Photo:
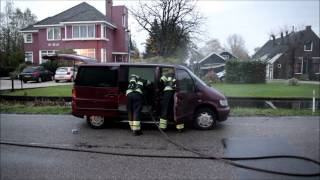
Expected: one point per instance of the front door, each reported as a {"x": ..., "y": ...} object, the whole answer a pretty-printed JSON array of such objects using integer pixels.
[{"x": 185, "y": 96}]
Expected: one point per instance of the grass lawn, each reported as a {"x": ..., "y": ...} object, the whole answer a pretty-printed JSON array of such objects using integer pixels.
[
  {"x": 34, "y": 108},
  {"x": 274, "y": 89},
  {"x": 44, "y": 91}
]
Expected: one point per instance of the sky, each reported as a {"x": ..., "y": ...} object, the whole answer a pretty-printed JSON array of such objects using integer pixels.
[{"x": 253, "y": 20}]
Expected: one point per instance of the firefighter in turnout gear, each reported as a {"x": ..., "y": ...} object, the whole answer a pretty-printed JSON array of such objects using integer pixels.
[
  {"x": 135, "y": 101},
  {"x": 167, "y": 101}
]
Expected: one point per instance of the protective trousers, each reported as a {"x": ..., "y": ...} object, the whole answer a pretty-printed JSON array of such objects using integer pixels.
[
  {"x": 166, "y": 108},
  {"x": 134, "y": 107}
]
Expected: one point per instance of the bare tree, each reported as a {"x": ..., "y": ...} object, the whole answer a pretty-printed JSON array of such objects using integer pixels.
[
  {"x": 177, "y": 22},
  {"x": 212, "y": 45},
  {"x": 236, "y": 45}
]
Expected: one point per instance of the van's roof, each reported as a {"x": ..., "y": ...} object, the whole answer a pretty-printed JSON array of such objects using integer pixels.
[{"x": 131, "y": 64}]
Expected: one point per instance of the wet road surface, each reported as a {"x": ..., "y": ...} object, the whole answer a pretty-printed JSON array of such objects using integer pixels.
[{"x": 300, "y": 133}]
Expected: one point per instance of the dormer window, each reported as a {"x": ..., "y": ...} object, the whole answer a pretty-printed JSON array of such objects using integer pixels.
[
  {"x": 308, "y": 46},
  {"x": 83, "y": 31},
  {"x": 53, "y": 33},
  {"x": 124, "y": 20},
  {"x": 103, "y": 31},
  {"x": 27, "y": 38}
]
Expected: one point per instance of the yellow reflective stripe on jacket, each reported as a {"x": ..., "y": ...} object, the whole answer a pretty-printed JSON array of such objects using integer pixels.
[
  {"x": 180, "y": 126},
  {"x": 168, "y": 88},
  {"x": 163, "y": 123},
  {"x": 136, "y": 125},
  {"x": 131, "y": 123},
  {"x": 163, "y": 78}
]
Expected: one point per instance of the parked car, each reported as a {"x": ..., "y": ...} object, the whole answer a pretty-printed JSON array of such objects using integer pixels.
[
  {"x": 65, "y": 74},
  {"x": 221, "y": 75},
  {"x": 35, "y": 73},
  {"x": 99, "y": 95}
]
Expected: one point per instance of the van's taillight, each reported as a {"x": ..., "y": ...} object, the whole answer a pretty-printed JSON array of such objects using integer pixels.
[
  {"x": 73, "y": 93},
  {"x": 35, "y": 74}
]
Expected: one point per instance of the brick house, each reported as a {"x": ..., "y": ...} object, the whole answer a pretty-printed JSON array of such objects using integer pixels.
[
  {"x": 294, "y": 54},
  {"x": 83, "y": 29},
  {"x": 214, "y": 62}
]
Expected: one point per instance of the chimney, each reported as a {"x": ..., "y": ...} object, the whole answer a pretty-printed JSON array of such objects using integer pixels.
[
  {"x": 273, "y": 39},
  {"x": 308, "y": 28},
  {"x": 109, "y": 9}
]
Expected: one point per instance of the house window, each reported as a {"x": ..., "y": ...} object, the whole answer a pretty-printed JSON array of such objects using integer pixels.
[
  {"x": 103, "y": 55},
  {"x": 226, "y": 56},
  {"x": 298, "y": 67},
  {"x": 86, "y": 52},
  {"x": 124, "y": 20},
  {"x": 104, "y": 35},
  {"x": 27, "y": 38},
  {"x": 28, "y": 56},
  {"x": 46, "y": 53},
  {"x": 308, "y": 46},
  {"x": 54, "y": 33},
  {"x": 83, "y": 31},
  {"x": 316, "y": 65}
]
══════
EXERCISE PROMPT
Exactly as written, give the line containing "Expected: one point per instance of the yellow" and all remaining lines of the records.

TASK RESULT
Expected: one point per instance of the yellow reflective stripe on jacket, each reported as a {"x": ..., "y": ...} object, the whole answer a pretty-printed JSON array of such objects using integer pixels.
[
  {"x": 180, "y": 126},
  {"x": 168, "y": 88},
  {"x": 163, "y": 123},
  {"x": 136, "y": 125},
  {"x": 131, "y": 123},
  {"x": 163, "y": 78}
]
Expected: one point per instance of the parked car, each reported as a {"x": ..., "y": ...} object, the whole answer a pretty-printed JSON array of such objects using integer pixels.
[
  {"x": 65, "y": 74},
  {"x": 221, "y": 75},
  {"x": 35, "y": 73},
  {"x": 99, "y": 95}
]
Expected: one point per instance of the van's taillight, each reported as a {"x": ..., "y": ...} object, the whole answer a pretty-printed JSON array of such objects using integer pixels.
[
  {"x": 73, "y": 93},
  {"x": 35, "y": 74}
]
Expected: one point per instance of the brick house, each reported as a {"x": ..., "y": ...} object, the whole answer a pretty-printed JSON array of such objects using integer pixels.
[
  {"x": 294, "y": 54},
  {"x": 83, "y": 29},
  {"x": 214, "y": 62}
]
Expected: one point per instance of the chimney, each reported as a {"x": ..., "y": ...} object, the whole answer a pretty-printed JSON array of such objects using integer pixels.
[
  {"x": 273, "y": 39},
  {"x": 308, "y": 28},
  {"x": 109, "y": 9}
]
Expected: one point per instance of the house window, each reported as a {"x": ..., "y": ...} object, the whole answer a pretty-printed JSON array of such objects using integer pixels.
[
  {"x": 103, "y": 55},
  {"x": 226, "y": 56},
  {"x": 298, "y": 67},
  {"x": 86, "y": 52},
  {"x": 124, "y": 20},
  {"x": 104, "y": 35},
  {"x": 27, "y": 38},
  {"x": 28, "y": 56},
  {"x": 46, "y": 53},
  {"x": 308, "y": 46},
  {"x": 54, "y": 33},
  {"x": 83, "y": 31},
  {"x": 316, "y": 65}
]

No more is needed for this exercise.